CAEE Alumni Contribute to High Profile Reclaimed Water Tower

Photo of water tower
The City of Austin reclaimed water tower includes a water cistern system designed in the roof to catch rain water and a photovoltaic system that offsets all of the tank's electrical demand.

Recently Austin Water and the City of Austin unveiled the area’s first reclaimed water tower. Mayor Lee Leffingwell, Council Member Sheryl Cole, and Austin Water Director Greg Meszaros were present to cut the ribbon on the 51st Street Reclaimed Water Tower, the first of seven towers planned.

As a means to conserve water, Austin began providing reclaimed water as early as 1974, mainly to golf courses. Now this highly treated wastewater is not only used for irrigation but for cooling and manufacturing. The city uses 1.7 billion gallons/year of reclaimed water for non-drinking purposes and plans call for more than tripling that amount to 5.5 billion gallons/year. In support of this goal, the City of Austin retained the firm of CDM to design the high profile, elevated water tank in the Mueller-Windsor Park neighborhood.

* **SUPPLIED MATERIAL**
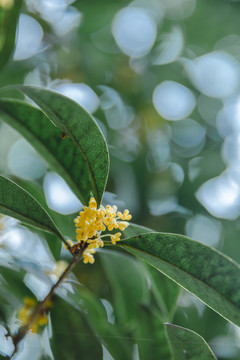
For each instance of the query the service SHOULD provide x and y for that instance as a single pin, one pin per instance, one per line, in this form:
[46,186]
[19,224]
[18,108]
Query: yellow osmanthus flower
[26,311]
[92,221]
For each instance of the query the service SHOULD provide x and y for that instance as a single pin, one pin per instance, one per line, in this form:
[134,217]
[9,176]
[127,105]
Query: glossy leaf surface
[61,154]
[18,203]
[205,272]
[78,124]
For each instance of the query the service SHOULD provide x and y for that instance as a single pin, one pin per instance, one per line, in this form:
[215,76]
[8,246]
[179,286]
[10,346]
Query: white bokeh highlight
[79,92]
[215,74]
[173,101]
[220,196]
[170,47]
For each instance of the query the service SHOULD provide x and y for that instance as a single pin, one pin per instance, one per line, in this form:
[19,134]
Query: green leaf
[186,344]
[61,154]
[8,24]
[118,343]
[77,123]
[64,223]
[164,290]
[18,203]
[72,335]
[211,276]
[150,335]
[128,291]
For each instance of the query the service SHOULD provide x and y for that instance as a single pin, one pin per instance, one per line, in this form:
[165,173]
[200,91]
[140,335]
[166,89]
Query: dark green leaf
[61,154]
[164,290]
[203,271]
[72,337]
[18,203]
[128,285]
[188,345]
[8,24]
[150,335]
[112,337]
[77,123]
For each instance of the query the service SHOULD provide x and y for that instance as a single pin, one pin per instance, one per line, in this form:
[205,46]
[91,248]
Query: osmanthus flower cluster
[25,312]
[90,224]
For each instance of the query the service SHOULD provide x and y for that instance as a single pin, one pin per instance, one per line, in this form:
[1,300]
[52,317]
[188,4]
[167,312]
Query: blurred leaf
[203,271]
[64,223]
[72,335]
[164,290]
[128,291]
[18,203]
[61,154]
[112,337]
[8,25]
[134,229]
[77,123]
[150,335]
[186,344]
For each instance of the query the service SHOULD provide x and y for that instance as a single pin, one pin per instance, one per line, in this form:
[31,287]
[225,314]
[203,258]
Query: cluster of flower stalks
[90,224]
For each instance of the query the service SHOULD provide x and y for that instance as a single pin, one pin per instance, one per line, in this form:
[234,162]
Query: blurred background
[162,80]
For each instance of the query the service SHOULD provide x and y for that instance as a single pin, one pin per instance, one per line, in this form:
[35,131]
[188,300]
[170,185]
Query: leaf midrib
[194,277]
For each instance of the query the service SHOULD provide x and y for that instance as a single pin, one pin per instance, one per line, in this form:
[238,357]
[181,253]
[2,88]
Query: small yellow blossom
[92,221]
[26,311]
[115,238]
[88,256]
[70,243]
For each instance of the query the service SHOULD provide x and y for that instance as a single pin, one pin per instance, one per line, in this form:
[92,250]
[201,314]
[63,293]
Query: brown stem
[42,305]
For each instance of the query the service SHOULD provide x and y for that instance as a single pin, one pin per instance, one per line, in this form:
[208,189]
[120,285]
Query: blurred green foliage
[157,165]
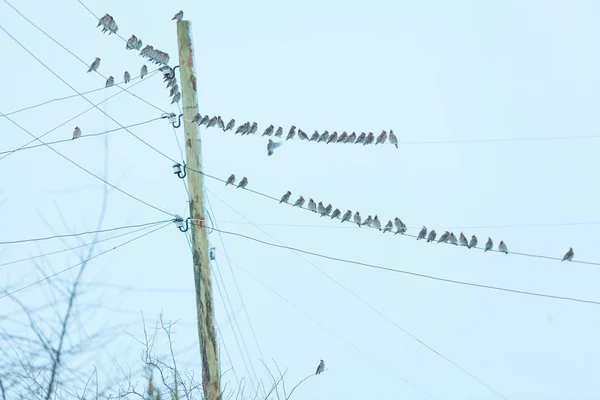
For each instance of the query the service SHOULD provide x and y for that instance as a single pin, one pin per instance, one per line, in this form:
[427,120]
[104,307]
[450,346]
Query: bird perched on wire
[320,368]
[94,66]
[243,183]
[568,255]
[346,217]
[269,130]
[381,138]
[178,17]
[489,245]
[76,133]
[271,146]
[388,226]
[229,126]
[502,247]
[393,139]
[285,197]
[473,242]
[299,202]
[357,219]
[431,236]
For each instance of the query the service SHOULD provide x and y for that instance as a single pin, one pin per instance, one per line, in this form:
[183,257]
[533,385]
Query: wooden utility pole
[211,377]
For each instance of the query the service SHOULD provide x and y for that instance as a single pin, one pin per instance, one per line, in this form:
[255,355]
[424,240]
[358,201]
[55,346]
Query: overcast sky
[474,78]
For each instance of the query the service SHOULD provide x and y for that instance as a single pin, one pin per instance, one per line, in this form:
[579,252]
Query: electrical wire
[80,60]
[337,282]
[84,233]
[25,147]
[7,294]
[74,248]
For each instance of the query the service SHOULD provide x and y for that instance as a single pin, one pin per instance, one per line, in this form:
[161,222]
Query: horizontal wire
---
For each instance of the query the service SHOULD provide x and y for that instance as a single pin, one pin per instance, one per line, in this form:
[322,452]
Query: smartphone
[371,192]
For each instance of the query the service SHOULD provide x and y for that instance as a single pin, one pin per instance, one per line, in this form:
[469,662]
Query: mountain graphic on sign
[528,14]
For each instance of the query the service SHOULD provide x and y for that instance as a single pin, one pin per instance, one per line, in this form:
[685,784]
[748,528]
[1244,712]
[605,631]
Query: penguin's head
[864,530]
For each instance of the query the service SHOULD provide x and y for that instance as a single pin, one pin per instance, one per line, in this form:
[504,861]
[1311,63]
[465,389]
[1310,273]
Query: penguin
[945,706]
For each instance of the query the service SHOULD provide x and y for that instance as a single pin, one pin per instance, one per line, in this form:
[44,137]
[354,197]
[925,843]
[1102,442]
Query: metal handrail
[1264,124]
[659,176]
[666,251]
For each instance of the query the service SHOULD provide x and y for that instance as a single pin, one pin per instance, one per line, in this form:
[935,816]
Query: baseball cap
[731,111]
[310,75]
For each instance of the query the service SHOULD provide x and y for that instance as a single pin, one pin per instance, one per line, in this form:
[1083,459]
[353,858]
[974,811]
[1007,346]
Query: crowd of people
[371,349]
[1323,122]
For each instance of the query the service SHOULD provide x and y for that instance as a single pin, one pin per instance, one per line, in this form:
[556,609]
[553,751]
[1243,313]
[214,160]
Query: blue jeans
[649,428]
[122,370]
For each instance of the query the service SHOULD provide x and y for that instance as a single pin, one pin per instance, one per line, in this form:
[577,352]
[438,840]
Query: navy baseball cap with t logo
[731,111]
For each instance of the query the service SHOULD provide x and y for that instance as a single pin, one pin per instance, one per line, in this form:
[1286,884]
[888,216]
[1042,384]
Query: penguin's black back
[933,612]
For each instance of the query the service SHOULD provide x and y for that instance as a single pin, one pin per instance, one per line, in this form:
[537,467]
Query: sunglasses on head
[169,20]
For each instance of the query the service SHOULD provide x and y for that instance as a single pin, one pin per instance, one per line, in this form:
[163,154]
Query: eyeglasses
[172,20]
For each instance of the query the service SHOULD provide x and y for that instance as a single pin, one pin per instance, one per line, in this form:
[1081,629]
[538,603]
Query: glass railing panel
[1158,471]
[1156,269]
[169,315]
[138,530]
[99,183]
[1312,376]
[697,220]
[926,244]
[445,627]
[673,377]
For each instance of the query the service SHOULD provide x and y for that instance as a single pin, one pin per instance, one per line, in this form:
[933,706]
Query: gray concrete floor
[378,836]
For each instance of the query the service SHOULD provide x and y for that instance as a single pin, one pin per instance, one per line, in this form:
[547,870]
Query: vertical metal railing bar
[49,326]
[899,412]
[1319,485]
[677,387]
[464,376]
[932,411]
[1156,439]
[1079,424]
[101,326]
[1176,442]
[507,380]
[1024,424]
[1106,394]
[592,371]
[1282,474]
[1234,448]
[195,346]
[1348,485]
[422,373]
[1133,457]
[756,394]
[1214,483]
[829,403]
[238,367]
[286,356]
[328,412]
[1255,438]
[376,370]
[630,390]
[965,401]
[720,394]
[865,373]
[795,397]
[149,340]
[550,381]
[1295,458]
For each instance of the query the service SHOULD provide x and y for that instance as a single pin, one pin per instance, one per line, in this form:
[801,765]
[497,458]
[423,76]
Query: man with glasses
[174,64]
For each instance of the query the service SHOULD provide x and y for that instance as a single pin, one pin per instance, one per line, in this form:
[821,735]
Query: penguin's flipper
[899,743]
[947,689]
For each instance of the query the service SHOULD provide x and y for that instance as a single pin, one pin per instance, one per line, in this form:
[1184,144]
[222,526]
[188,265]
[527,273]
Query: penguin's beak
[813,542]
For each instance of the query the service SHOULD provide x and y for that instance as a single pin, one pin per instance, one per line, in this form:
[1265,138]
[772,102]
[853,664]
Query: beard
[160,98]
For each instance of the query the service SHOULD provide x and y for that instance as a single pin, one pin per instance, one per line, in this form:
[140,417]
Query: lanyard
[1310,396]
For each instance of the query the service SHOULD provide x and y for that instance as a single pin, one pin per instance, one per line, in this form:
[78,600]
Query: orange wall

* **REQUIRED TASKS**
A – Echo everything in the reclaimed water tower article from "Recently Austin Water" down to "Mueller-Windsor Park neighborhood.".
B – According to the reclaimed water tower article, which firm did the City of Austin retain to design the elevated water tank?
The listing has no role in this work.

* **ANSWERS TO THE EXERCISES**
A –
Recently Austin Water and the City of Austin unveiled the area’s first reclaimed water tower. Mayor Lee Leffingwell, Council Member Sheryl Cole, and Austin Water Director Greg Meszaros were present to cut the ribbon on the 51st Street Reclaimed Water Tower, the first of seven towers planned.

As a means to conserve water, Austin began providing reclaimed water as early as 1974, mainly to golf courses. Now this highly treated wastewater is not only used for irrigation but for cooling and manufacturing. The city uses 1.7 billion gallons/year of reclaimed water for non-drinking purposes and plans call for more than tripling that amount to 5.5 billion gallons/year. In support of this goal, the City of Austin retained the firm of CDM to design the high profile, elevated water tank in the Mueller-Windsor Park neighborhood.

B – CDM